**EXERCISE 1**
Convert the rows in Block 1, placed after the text, into a Markdown table with the columns "Number" and "Line." Give each non-blank row its own number, skip blank rows, and leave the pictures out of the table.

[START ARTICLE]

An alternative with an inner function

The writePage method is simple. You can refactor this into an inner function that takes a page as its argument. It needs access to the writer, which can be a local variable in its enclosing scope, which is the body of the write method.

The refactored write method looks like listing 5.2.

Example 5.2. Implementation of DocumentWriter.write using an inner function

def write(self, document):
   settings = XmlWriterSettings()
   settings.Indent = True
   settings.IndentChars = '   '
   settings.OmitXmlDeclaration = True
   writer = XmlWriter.Create(self.fileName, settings)

   writer.WriteStartDocument()
   writer.WriteStartElement("document")

   def WritePage(page):
      writer.WriteStartElement("page")
      writer.WriteAttributeString("title", page.title)
      writer.WriteString(page.text)
      writer.WriteEndElement()
      for page in document:
         WritePage(page)

      writer.WriteEndElement()
      writer.WriteEndDocument()
      writer.Flush()
      writer.Close()

This version of write is still an acceptable length, and the number of occurrences of self have been dramatically reduced, making the code more readable!

Tip

There’s a performance implication when defining inner functions. The def statement is executed every time the method containing it is executed. It isn’t a high cost, but may become significant if it’s in a performance-sensitive part of your code. Inner functions close over the variables in their containing scope. They’re most useful when you need a new closure for each execution.

[END ARTICLE]

**EXERCISE 2**
According to the passage on inner functions, when is the def statement of an inner function executed?

[START SOURCE MATERIAL]

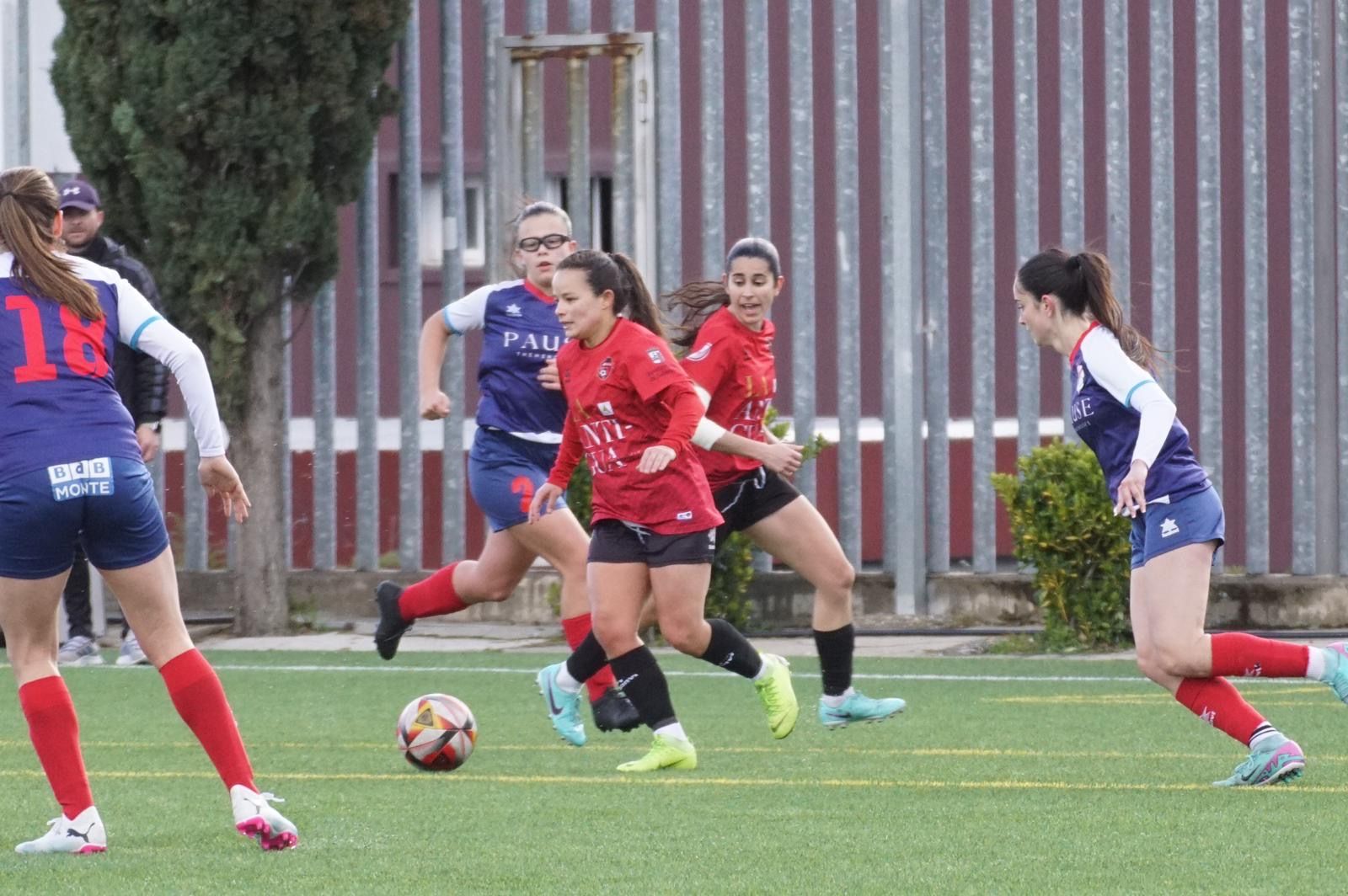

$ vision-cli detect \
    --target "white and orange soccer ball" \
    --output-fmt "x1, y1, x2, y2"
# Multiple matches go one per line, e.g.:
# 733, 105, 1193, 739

[END SOURCE MATERIAL]

**WRITTEN REPLY 1**
| Number | Line |
|---|---|
| 1 | $ vision-cli detect \ |
| 2 |     --target "white and orange soccer ball" \ |
| 3 |     --output-fmt "x1, y1, x2, y2" |
| 4 | # Multiple matches go one per line, e.g.: |
| 5 | # 733, 105, 1193, 739 |

**WRITTEN REPLY 2**
It is executed every time the method containing it is executed.